Instructions to follow: Give back exactly the first lines of the entries below, through the line with "white cloud?".

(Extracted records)
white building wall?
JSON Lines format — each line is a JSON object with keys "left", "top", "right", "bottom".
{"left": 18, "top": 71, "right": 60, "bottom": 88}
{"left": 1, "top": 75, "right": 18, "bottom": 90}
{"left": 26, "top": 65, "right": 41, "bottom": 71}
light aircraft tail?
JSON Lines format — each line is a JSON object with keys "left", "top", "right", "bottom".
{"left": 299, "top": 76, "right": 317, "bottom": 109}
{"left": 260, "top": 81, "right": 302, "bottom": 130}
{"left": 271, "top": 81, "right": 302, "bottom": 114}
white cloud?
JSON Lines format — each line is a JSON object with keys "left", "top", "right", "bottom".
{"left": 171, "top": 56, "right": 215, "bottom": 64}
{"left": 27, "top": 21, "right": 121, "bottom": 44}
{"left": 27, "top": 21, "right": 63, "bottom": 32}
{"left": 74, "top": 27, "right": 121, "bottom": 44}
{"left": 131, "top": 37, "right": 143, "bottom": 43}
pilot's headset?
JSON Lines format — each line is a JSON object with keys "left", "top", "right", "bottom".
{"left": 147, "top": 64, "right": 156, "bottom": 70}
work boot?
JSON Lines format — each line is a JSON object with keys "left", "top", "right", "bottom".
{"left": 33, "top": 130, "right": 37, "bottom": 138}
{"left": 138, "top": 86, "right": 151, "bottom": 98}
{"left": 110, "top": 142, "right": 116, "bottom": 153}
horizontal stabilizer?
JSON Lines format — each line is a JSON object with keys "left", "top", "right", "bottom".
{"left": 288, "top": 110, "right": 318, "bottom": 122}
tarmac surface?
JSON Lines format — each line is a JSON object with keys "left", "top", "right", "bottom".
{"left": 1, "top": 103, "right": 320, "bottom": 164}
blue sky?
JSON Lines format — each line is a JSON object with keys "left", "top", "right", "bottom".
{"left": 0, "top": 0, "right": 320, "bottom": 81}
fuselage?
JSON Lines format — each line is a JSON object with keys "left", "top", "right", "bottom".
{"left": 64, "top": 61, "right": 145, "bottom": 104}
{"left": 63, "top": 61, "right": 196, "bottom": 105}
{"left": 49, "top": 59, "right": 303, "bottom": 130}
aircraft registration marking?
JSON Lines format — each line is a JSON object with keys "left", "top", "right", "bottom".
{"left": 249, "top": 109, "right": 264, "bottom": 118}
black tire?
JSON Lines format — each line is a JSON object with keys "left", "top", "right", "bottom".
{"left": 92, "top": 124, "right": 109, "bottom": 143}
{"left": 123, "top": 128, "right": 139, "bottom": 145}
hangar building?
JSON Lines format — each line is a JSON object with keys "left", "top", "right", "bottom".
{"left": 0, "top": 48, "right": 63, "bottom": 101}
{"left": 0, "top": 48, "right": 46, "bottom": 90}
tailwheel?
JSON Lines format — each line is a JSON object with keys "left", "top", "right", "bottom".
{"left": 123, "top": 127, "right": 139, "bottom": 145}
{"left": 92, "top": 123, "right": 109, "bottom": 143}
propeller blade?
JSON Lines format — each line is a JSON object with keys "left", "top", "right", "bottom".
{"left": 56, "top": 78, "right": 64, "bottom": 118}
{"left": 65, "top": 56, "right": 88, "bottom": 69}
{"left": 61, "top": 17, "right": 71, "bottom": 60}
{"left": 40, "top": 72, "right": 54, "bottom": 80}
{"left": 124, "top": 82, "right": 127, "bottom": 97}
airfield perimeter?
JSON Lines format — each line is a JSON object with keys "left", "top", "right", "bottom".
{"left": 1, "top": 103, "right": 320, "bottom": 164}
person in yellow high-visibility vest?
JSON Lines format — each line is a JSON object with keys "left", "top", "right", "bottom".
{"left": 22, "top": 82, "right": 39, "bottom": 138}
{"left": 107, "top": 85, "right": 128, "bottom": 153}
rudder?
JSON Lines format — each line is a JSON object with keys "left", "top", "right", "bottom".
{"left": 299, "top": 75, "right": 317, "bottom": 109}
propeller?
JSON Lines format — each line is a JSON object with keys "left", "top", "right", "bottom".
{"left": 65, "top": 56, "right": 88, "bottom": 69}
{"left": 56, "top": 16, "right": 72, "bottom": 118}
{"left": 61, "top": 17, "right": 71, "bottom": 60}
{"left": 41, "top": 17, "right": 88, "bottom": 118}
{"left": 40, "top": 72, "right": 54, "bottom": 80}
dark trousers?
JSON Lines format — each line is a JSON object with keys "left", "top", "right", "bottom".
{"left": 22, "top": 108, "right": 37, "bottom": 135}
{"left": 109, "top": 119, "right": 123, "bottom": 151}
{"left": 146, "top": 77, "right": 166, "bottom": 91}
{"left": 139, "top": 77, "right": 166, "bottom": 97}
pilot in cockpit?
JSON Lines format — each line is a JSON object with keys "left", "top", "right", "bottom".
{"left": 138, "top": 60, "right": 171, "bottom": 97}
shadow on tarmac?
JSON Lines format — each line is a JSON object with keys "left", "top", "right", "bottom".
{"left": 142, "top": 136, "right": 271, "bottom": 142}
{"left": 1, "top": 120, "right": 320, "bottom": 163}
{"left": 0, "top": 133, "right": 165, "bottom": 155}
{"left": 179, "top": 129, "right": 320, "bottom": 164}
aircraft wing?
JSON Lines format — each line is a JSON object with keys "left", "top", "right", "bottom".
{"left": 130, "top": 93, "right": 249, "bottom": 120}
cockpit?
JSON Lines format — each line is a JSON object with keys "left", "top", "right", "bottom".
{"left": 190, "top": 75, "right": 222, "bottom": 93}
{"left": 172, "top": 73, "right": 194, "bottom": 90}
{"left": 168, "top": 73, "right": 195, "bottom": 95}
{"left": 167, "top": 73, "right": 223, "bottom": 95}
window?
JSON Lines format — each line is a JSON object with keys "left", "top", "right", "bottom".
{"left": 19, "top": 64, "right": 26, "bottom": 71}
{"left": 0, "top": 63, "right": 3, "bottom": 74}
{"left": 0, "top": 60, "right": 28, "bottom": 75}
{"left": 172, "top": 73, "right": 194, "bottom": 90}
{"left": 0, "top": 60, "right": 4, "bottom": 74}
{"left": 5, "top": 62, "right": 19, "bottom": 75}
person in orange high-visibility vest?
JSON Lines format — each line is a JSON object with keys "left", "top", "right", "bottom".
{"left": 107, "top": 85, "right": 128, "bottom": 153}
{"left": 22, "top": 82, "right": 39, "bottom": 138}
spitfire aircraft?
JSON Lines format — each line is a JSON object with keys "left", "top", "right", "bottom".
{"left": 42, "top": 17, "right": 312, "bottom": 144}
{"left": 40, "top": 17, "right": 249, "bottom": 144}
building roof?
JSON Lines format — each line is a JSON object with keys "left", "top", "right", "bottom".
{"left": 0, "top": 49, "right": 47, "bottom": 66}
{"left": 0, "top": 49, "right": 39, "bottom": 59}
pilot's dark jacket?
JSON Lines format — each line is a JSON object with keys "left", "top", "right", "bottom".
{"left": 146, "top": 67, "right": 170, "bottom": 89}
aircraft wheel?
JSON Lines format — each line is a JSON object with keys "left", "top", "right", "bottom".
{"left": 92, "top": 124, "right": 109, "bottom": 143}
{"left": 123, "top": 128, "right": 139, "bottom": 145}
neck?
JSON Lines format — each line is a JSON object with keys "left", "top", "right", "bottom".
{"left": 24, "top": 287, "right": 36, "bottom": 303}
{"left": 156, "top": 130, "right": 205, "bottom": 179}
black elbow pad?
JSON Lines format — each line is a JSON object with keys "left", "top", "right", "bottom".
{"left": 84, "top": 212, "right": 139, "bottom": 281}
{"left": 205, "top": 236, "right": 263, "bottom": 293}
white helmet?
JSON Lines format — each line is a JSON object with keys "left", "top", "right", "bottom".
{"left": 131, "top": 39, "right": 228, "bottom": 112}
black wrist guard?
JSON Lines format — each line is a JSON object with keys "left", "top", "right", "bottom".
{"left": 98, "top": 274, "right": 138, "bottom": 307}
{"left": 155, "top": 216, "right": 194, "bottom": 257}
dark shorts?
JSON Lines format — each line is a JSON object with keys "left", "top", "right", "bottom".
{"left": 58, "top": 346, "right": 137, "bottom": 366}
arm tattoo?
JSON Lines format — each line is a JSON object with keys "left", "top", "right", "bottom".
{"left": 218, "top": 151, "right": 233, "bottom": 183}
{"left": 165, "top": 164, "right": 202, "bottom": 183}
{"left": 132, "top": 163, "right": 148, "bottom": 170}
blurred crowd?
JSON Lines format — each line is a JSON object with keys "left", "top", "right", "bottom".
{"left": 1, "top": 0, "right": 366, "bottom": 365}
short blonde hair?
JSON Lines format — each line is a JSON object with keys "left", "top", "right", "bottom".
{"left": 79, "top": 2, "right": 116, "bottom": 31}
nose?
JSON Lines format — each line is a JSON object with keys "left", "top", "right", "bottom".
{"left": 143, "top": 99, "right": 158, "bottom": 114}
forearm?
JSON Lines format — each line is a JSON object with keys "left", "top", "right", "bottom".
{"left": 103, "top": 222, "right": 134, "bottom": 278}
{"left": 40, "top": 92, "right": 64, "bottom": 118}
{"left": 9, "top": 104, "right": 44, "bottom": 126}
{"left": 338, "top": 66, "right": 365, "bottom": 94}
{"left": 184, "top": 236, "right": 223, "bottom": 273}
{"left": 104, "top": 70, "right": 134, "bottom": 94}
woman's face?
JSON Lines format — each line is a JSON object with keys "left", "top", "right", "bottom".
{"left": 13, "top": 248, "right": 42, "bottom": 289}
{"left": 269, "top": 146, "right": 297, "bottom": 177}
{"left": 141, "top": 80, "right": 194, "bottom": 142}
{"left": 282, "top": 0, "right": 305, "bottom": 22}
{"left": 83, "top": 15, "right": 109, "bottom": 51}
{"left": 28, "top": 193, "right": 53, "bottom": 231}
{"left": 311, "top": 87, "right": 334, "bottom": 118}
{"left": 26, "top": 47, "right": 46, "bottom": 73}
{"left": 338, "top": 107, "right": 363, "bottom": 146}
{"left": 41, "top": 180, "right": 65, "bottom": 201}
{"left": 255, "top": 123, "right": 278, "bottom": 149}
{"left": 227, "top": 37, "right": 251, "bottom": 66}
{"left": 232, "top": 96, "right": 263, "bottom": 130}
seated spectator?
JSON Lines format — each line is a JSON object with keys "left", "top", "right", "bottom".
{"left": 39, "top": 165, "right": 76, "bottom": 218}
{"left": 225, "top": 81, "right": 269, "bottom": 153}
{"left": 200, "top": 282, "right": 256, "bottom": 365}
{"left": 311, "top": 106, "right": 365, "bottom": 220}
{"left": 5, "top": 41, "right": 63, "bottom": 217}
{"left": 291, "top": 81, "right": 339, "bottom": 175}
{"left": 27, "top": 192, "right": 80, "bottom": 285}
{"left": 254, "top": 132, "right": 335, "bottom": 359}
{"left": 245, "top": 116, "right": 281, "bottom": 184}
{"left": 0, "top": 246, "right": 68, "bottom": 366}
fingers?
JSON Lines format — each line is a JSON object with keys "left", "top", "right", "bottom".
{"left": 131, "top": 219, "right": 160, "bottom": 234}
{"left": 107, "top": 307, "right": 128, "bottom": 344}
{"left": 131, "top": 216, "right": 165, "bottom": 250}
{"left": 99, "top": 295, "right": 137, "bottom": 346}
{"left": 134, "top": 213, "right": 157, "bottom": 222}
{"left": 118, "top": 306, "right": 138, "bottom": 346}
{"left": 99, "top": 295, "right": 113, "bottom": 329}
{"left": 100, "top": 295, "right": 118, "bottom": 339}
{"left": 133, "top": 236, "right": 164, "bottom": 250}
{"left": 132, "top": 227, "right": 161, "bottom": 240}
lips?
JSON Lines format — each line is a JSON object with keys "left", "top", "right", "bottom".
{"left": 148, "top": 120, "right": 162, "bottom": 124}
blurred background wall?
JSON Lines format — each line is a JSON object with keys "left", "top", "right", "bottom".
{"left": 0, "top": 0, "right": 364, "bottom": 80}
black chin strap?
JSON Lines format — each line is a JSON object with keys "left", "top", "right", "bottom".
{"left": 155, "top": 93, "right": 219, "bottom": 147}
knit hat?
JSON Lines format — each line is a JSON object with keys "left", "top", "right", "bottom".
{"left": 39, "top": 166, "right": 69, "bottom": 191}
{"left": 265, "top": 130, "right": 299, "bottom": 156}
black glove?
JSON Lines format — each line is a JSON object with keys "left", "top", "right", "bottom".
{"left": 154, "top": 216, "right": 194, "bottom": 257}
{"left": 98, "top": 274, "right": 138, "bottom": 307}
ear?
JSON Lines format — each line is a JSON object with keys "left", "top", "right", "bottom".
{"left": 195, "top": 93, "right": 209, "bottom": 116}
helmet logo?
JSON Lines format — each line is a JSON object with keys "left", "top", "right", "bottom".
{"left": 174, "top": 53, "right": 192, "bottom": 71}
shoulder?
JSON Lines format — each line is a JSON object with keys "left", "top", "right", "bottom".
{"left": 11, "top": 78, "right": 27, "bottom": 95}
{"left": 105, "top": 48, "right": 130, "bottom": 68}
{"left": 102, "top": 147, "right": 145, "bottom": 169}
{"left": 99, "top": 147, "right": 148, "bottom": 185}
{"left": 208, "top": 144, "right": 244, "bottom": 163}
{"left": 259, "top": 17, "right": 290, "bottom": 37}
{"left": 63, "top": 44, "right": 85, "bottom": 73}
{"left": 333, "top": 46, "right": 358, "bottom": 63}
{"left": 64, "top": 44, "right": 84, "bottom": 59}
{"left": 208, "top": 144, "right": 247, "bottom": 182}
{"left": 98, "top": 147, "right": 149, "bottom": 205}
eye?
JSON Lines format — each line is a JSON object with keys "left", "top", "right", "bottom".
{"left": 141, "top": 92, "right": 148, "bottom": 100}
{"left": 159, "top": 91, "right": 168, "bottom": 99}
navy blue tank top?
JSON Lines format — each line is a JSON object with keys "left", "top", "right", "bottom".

Written response:
white building wall?
JSON Lines format — each line is a JSON object with keys "left", "top", "right", "bottom".
{"left": 18, "top": 71, "right": 60, "bottom": 88}
{"left": 1, "top": 75, "right": 18, "bottom": 90}
{"left": 26, "top": 65, "right": 41, "bottom": 71}
light aircraft tail?
JSON Lines format — each line is a JSON object with keys "left", "top", "right", "bottom".
{"left": 299, "top": 76, "right": 317, "bottom": 109}
{"left": 260, "top": 81, "right": 302, "bottom": 130}
{"left": 271, "top": 81, "right": 302, "bottom": 114}
white cloud?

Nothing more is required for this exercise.